• _OBJECTIVE_
Emit a verbatim copy of the lines running from the line with "Can you find the woman's ear" through the end of the material below.

• _Excerpts of location labeling data_

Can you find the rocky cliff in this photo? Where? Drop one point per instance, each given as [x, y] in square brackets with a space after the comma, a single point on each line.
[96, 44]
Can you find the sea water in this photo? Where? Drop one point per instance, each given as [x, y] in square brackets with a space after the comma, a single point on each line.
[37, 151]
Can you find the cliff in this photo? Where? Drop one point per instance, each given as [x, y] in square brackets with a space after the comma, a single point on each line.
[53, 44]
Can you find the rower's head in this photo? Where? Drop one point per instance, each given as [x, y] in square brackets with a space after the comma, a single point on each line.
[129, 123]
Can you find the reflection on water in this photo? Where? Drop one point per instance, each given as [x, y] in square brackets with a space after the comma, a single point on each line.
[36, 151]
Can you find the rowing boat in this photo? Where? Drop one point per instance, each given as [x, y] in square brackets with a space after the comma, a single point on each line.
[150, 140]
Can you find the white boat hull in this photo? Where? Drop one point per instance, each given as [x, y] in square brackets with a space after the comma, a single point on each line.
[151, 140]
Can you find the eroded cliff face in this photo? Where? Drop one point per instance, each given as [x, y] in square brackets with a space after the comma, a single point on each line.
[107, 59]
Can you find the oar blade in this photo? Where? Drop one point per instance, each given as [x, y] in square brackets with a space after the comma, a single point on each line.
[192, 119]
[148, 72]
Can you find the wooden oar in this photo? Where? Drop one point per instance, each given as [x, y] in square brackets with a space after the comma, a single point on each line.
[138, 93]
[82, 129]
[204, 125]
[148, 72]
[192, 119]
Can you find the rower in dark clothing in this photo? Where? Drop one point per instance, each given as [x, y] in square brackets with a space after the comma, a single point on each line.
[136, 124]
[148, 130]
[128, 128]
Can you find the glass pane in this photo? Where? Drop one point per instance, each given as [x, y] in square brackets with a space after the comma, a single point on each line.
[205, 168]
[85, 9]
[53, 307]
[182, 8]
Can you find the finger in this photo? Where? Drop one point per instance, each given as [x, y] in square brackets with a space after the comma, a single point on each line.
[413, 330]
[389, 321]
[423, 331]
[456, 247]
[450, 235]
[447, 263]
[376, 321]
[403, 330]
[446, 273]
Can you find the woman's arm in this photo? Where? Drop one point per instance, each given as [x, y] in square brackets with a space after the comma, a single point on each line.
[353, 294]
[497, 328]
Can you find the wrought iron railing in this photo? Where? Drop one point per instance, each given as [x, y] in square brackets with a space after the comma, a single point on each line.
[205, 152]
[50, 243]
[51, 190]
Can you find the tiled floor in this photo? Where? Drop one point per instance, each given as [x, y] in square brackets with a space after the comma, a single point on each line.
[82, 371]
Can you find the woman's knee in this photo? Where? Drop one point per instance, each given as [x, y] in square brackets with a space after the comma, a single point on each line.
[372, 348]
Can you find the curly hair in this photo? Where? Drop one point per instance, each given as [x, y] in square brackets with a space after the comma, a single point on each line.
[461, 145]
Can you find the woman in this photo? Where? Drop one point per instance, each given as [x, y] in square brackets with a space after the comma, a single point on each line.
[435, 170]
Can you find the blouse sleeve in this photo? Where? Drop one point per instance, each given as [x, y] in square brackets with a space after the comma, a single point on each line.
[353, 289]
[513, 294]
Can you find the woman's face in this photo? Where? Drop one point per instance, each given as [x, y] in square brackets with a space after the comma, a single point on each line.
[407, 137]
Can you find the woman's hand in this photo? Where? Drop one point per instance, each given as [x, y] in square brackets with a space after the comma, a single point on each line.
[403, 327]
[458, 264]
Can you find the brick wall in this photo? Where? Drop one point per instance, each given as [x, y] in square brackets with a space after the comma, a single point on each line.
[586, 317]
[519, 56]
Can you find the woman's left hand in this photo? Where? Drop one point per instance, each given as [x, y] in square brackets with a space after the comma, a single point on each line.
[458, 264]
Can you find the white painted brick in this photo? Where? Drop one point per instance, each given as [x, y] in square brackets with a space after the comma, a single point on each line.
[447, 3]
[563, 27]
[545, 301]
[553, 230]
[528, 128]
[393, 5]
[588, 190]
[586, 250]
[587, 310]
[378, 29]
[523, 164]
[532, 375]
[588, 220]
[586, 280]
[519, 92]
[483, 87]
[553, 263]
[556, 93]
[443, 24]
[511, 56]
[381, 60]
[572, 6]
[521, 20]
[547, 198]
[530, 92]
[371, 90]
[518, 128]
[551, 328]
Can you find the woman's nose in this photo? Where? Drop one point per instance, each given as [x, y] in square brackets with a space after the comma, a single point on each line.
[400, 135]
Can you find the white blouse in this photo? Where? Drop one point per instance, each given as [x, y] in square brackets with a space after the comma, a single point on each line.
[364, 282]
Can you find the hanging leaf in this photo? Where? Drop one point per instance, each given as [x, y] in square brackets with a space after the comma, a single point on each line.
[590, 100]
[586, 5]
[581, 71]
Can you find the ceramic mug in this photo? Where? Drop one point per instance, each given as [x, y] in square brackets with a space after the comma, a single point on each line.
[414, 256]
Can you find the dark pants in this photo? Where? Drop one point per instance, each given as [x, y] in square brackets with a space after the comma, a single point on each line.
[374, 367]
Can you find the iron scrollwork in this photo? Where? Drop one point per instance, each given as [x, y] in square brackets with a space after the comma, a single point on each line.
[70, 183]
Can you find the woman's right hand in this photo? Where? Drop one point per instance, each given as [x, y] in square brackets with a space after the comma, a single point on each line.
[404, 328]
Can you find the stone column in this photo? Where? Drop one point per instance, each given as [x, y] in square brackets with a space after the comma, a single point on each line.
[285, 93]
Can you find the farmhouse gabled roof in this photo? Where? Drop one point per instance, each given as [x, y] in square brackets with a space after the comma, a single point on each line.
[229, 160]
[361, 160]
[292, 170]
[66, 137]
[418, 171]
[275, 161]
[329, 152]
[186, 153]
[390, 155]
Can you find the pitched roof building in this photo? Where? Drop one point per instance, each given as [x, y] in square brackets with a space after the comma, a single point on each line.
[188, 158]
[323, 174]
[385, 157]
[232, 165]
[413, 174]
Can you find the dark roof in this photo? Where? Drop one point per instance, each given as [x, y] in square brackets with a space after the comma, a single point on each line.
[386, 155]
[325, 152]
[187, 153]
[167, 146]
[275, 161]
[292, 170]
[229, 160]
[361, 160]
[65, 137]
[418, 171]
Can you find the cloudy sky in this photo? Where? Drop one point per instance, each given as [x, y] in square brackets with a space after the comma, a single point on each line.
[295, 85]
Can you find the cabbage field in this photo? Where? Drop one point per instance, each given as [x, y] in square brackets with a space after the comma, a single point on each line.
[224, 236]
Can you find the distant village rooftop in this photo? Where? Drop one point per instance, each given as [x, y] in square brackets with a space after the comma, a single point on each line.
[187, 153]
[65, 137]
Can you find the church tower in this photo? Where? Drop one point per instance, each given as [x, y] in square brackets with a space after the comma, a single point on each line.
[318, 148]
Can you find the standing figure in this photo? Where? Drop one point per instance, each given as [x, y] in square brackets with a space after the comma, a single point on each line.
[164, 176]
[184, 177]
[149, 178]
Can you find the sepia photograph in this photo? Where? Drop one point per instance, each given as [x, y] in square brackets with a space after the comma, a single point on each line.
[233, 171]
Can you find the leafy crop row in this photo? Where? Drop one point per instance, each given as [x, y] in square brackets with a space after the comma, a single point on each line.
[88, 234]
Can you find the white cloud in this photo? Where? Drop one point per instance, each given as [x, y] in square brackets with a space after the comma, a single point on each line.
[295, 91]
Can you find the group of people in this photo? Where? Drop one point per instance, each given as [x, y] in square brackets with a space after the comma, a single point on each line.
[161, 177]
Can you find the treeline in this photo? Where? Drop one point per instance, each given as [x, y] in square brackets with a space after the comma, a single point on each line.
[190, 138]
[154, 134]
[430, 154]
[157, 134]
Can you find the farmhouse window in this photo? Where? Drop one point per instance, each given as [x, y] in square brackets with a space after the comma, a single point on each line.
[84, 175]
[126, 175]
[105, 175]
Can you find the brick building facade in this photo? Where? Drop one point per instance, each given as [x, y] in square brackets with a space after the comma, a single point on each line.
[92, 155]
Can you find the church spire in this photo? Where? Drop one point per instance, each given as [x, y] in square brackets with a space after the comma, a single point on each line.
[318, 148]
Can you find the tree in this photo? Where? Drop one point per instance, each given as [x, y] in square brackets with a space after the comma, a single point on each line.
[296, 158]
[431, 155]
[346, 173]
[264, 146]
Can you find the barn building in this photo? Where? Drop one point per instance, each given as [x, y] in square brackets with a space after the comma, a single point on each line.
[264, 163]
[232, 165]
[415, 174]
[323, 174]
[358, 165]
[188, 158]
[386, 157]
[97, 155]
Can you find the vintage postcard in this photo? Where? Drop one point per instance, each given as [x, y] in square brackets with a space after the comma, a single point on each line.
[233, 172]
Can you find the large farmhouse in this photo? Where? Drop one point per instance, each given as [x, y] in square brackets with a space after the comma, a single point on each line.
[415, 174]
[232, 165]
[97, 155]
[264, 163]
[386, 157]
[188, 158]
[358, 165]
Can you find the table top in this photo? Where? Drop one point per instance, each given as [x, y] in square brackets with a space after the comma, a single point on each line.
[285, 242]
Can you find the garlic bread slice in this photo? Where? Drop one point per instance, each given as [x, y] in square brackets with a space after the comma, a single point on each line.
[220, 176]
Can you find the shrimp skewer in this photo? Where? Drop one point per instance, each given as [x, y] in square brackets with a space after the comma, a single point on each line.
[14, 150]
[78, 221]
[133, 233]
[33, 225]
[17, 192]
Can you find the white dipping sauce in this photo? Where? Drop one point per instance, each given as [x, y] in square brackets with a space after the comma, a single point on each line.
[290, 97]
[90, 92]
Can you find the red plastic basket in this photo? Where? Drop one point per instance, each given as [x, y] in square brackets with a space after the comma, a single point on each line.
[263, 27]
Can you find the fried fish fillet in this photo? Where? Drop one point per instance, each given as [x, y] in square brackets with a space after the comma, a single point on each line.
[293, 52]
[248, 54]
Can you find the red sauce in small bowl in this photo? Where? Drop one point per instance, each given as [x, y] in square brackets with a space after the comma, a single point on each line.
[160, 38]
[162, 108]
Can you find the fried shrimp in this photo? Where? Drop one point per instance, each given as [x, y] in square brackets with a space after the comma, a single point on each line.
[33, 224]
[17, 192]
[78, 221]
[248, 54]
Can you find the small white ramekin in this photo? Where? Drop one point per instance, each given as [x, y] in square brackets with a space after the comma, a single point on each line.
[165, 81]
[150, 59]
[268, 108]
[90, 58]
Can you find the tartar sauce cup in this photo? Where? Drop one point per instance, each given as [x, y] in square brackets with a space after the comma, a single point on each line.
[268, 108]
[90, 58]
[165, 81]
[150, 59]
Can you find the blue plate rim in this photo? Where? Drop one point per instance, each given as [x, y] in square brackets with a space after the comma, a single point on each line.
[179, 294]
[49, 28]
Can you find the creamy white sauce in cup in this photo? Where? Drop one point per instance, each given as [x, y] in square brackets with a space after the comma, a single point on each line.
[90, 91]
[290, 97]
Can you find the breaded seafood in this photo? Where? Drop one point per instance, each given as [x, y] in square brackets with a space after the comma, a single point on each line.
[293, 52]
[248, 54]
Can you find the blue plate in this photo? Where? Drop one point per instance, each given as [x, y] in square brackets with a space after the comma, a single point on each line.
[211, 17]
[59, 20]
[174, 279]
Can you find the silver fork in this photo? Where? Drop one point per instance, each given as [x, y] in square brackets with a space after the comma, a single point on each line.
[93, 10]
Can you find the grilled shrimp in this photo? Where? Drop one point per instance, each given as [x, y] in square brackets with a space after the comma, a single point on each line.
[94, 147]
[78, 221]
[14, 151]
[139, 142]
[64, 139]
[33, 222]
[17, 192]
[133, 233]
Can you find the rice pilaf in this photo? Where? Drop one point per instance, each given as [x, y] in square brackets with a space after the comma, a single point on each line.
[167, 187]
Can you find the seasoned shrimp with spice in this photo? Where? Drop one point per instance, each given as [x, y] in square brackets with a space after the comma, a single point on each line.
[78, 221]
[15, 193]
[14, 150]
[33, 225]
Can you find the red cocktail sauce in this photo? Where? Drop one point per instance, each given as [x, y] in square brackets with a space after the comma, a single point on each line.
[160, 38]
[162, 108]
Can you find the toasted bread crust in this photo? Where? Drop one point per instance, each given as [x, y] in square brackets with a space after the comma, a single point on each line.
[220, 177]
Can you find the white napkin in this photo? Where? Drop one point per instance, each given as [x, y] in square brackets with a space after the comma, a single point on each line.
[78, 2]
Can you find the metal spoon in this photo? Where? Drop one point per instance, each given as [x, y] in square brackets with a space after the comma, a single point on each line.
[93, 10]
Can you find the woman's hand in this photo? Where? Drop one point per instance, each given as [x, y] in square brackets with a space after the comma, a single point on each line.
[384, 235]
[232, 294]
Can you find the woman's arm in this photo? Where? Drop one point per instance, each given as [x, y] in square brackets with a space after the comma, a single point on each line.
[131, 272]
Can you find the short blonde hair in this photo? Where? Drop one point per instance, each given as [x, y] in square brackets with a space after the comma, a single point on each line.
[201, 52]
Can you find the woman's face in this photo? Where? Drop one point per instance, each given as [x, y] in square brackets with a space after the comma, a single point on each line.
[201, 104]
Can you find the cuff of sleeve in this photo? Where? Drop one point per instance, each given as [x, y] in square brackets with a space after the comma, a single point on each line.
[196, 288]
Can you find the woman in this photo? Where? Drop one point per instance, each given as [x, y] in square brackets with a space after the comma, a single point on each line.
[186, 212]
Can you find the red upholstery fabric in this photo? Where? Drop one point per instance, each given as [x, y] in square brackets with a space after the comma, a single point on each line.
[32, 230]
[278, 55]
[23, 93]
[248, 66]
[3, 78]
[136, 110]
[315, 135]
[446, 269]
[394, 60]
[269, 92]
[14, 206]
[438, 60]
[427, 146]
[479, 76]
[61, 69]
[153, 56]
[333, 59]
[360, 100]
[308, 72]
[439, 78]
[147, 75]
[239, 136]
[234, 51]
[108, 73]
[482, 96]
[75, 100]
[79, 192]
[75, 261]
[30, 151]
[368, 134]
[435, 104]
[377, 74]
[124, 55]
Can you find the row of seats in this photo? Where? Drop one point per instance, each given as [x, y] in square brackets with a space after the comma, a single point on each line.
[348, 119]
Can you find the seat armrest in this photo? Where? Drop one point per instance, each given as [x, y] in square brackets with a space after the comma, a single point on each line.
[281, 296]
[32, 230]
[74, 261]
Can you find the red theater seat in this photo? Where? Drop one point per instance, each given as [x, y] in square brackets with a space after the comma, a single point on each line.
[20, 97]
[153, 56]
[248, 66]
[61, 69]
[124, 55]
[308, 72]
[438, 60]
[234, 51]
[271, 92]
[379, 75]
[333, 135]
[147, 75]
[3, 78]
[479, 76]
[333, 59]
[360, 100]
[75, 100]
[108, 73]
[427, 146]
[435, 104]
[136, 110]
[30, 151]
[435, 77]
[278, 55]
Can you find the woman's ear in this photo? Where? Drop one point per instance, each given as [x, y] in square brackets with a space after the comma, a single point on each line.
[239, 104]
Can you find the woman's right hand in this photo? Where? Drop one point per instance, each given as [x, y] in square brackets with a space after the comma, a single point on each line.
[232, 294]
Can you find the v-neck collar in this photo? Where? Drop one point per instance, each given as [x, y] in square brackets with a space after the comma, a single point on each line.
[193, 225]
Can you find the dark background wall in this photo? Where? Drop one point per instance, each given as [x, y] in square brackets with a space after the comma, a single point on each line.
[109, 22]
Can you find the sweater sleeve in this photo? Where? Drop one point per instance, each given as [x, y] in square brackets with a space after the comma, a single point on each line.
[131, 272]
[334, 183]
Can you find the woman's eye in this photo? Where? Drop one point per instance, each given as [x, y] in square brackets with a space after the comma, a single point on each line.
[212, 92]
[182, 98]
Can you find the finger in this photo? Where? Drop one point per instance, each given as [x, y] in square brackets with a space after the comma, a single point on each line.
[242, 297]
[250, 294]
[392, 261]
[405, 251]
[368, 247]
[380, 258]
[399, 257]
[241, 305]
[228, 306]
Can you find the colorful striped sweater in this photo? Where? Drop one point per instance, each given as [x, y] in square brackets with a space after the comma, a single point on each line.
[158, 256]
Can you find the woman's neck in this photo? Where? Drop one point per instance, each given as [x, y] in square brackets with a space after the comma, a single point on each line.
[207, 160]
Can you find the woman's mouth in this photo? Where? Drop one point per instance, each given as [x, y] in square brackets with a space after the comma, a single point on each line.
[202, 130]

• _ANSWER TO THE EXERCISE_
Can you find the woman's ear in this photo? Where? Drop one point per instance, each given as [x, y] in square brackets with a space after the comma, a single point on each line.
[239, 104]
Can you find the woman's right hand in this photo? Where? Drop one point per instance, each given as [x, y] in square brackets with a space after the comma, a single point on each line.
[232, 294]
Can you find the v-neck collar in this photo? Where? Drop one point per instance, each given as [x, y] in square brackets with a space after the comma, a single point on each line.
[193, 225]
Can you find the dark background wall in this photo? Where? Drop one point per instance, each given as [x, y] in square brackets with a space after the comma, a single point on each line.
[109, 22]
Can you find the sweater sleeve in this photo? Where? Drop one point per instance, each given as [x, y] in square brackets with a space after the comma, a single point on each line.
[131, 272]
[334, 183]
Can you find the woman's eye in this photo? Where? Drop one point per instance, each given as [x, y] in square brackets with a space after the comma, a single point on each line.
[212, 92]
[182, 98]
Can you find the finger in this photo? Where? Drop one point per instance, each given as [x, y] in square brackets with a space after the comma, a single point on each line.
[242, 297]
[250, 294]
[392, 261]
[405, 251]
[368, 247]
[380, 258]
[399, 257]
[241, 305]
[228, 306]
Can you find the colorful striped sweater in this photo? Where? Drop one point per instance, each given as [x, y] in square brackets with a space after the comma, a single point on each line.
[158, 256]
Can you find the woman's neck in this photo? Where? Drop one point per instance, each given as [x, y] in square brackets with a space after the comma, a single point on each line.
[207, 160]
Can you find the woman's mouth in this photo? Where? Drop one point per instance, each given as [x, y] in square brackets with a space after the comma, a single point on each line.
[202, 130]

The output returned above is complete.